----- TEKSTGEDEELTE -----

Zo ontstond er een onderscheid
tussen de „operative masons" en de
„non-operative masons". De laatsten
waren aanvankelijk geestelijken, die
belast waren met het toezicht op de
bouwloodsen, daarna traden ook
burgemeesters, schouten, kortom
mensen toe, die een behoorlijk hoge
positie bekleedden. Bovendien sloten
zich ontwikkelde mannen bij hen aan,
die een grote belangstelling, een ware
hartstocht voor de meetkunde
toonden en die in de Loge de kennis
van de bouwmeesters wilden
bestuderen en zich eigen maken.
In de Loges wijzigde zich
langzamerhand de verhouding tussen
het aantal ambachtslieden en
intellectuelen ten voordele van
laatstgenoemden.
De Londense Loge, die in 1717
opgericht werd, betekende het einde
van de geschiedenis van de bouwers
der Engelse kathedralen. Dan begint
de zogenaamde Vrijmetselarij als
levensbeschouwing z'n grote opgang,
een bijzonder stelsel van morele
voorschriften, verduidelijkt door
symbolen, die verband hebben met
de gereedschappen van de bouwers.

-----

> OPDRACHT
Neem uit het tekstgedeelte hierboven over de opkomst van de vrijmetselarij woordelijk alles over vanaf "De Londense Loge, die" tot en met "van de bouwers.".

----- GEGEVENSOVERZICHT -----

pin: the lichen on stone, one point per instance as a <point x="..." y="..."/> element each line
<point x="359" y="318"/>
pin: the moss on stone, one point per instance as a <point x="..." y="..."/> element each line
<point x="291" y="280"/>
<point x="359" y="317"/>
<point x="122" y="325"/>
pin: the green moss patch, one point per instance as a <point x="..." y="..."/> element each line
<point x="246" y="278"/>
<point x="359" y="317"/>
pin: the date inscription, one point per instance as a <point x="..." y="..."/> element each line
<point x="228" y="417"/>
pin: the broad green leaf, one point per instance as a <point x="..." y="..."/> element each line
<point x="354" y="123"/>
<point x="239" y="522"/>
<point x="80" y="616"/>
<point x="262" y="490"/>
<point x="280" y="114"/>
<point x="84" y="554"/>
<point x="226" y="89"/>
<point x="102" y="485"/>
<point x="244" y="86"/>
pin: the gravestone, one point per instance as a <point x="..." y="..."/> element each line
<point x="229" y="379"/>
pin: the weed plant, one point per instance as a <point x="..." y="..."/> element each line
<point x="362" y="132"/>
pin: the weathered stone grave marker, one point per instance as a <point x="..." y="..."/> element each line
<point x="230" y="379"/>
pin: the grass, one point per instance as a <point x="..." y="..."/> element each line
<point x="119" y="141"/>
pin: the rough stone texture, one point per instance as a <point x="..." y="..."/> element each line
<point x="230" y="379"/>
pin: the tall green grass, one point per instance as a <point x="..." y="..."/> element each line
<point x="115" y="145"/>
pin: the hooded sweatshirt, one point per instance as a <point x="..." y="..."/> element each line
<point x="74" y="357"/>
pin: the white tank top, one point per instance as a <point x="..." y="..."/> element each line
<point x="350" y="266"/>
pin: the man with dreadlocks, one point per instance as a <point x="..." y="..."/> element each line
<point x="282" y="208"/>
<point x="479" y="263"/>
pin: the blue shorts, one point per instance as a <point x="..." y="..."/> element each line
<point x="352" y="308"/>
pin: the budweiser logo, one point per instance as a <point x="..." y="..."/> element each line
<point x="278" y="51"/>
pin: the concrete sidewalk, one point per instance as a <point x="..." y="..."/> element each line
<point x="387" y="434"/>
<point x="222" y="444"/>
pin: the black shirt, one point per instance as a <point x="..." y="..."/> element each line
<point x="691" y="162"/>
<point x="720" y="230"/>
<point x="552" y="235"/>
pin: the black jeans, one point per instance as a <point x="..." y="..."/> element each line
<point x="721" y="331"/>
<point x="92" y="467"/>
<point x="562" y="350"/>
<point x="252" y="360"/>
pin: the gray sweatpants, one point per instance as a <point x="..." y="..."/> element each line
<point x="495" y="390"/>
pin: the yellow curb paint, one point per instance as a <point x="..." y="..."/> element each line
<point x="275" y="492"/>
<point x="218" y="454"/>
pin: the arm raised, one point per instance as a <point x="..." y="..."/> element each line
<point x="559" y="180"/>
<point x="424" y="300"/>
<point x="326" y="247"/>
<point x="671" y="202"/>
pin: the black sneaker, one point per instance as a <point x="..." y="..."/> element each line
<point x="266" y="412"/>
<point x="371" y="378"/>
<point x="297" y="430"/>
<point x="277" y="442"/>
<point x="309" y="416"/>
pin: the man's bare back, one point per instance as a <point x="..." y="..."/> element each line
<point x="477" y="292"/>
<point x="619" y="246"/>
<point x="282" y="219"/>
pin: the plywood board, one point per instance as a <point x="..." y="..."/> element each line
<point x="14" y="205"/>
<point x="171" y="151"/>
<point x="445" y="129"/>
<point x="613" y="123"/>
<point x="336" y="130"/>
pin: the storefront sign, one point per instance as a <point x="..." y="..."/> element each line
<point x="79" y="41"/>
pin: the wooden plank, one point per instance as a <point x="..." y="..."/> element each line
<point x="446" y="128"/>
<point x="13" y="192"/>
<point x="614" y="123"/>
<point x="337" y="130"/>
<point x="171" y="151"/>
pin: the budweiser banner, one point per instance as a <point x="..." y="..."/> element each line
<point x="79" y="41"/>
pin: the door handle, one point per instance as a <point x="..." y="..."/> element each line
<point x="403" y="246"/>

-----

> JUIST ANTWOORD
De Londense Loge, die in 1717
opgericht werd, betekende het einde
van de geschiedenis van de bouwers
der Engelse kathedralen. Dan begint
de zogenaamde Vrijmetselarij als
levensbeschouwing z'n grote opgang,
een bijzonder stelsel van morele
voorschriften, verduidelijkt door
symbolen, die verband hebben met
de gereedschappen van de bouwers.